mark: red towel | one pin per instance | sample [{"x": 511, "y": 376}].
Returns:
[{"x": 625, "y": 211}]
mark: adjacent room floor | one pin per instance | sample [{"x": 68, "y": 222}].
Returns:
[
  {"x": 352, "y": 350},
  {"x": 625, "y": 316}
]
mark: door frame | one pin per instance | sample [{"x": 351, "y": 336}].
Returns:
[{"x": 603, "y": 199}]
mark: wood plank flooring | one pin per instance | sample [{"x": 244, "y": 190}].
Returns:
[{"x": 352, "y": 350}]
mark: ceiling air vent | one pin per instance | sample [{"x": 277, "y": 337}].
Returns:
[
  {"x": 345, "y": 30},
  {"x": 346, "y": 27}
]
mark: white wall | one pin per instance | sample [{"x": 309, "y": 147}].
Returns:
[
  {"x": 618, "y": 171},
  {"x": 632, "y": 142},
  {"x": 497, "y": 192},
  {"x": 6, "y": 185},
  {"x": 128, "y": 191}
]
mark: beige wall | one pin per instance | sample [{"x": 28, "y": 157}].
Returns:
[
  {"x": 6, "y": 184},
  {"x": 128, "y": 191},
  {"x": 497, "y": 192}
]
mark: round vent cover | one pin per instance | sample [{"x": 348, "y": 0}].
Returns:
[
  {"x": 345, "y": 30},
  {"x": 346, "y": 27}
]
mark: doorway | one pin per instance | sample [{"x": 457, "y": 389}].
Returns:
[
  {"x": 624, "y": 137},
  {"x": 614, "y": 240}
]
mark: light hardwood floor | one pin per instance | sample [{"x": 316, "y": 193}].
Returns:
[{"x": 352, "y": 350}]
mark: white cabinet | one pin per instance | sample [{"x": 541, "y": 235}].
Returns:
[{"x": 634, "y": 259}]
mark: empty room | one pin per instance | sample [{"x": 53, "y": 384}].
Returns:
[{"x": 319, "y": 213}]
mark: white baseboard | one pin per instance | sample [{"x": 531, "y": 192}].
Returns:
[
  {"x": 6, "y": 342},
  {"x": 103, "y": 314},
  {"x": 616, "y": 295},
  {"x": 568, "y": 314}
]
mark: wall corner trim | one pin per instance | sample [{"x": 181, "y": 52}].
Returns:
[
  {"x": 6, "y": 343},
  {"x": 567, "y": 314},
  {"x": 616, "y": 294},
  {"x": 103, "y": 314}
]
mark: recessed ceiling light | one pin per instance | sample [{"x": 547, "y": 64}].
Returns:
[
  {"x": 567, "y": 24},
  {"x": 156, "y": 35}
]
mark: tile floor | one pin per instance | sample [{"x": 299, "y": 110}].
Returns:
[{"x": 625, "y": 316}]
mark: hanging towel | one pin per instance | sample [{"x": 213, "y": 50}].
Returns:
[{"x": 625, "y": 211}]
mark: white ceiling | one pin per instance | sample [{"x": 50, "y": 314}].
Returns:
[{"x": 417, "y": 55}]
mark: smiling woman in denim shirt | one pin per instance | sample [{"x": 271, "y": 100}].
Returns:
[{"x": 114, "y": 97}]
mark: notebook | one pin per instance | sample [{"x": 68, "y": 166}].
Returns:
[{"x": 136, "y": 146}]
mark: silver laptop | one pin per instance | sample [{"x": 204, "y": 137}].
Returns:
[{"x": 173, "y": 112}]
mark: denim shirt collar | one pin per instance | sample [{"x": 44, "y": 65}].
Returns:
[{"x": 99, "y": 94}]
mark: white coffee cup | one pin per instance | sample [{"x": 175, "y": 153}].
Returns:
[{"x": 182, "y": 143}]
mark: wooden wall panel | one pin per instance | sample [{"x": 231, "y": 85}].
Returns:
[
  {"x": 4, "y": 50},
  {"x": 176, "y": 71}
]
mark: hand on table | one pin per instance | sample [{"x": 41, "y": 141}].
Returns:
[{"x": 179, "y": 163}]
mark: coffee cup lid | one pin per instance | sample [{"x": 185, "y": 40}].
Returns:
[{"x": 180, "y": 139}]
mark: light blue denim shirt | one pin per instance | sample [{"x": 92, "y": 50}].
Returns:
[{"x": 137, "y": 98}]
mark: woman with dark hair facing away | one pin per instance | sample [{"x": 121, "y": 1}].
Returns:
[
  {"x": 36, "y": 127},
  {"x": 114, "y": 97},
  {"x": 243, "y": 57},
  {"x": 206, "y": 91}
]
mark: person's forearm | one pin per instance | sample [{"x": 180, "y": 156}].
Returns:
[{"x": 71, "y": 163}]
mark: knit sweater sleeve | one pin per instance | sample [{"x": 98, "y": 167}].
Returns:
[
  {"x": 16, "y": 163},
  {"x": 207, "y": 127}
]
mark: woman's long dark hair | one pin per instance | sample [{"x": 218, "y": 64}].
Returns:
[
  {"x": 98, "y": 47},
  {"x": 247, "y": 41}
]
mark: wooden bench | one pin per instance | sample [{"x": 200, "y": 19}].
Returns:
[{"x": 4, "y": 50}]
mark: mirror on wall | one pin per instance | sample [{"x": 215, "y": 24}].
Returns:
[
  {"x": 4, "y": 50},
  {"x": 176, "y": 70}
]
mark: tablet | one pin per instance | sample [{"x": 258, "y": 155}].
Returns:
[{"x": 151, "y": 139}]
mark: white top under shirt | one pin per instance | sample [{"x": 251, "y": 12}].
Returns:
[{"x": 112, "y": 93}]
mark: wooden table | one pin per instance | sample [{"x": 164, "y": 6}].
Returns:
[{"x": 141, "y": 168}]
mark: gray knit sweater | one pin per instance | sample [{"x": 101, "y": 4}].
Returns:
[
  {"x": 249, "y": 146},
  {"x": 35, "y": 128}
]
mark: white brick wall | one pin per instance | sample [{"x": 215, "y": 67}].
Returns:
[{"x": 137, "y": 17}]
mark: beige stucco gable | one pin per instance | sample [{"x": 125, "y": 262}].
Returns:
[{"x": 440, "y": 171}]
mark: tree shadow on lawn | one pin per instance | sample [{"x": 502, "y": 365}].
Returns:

--- --- ---

- _To do_
Everything from the line containing "mark: woman's long" through the last line of the records must be given again exactly; leave out all other lines.

- _Finished answer_
mark: woman's long dark hair | one pin per instance | sample [{"x": 218, "y": 64}].
Returns:
[
  {"x": 98, "y": 47},
  {"x": 247, "y": 41}
]
mark: wooden bench | one pin per instance | sample [{"x": 200, "y": 19}].
Returns:
[{"x": 4, "y": 50}]
mark: mirror on wall | one pin per instance | sample [{"x": 215, "y": 24}].
Returns:
[
  {"x": 4, "y": 50},
  {"x": 176, "y": 70}
]
mark: tablet | one pin per instance | sample [{"x": 258, "y": 155}].
Returns:
[{"x": 151, "y": 139}]
mark: white top under shirt | one pin per instance | sample [{"x": 251, "y": 12}].
Returns:
[{"x": 112, "y": 93}]
mark: wooden table | one pin per instance | sample [{"x": 164, "y": 6}].
Returns:
[{"x": 141, "y": 168}]
mark: gray knit sweater | one pin per instance | sample [{"x": 101, "y": 4}].
Returns:
[
  {"x": 249, "y": 146},
  {"x": 35, "y": 128}
]
mark: white brick wall | one pin per instance | sample [{"x": 215, "y": 67}].
Returns:
[{"x": 137, "y": 17}]
mark: beige stucco gable | one pin per instance | sample [{"x": 125, "y": 262}].
Returns:
[{"x": 440, "y": 171}]
mark: tree shadow on lawn | one pin per instance | sample [{"x": 502, "y": 365}].
Returns:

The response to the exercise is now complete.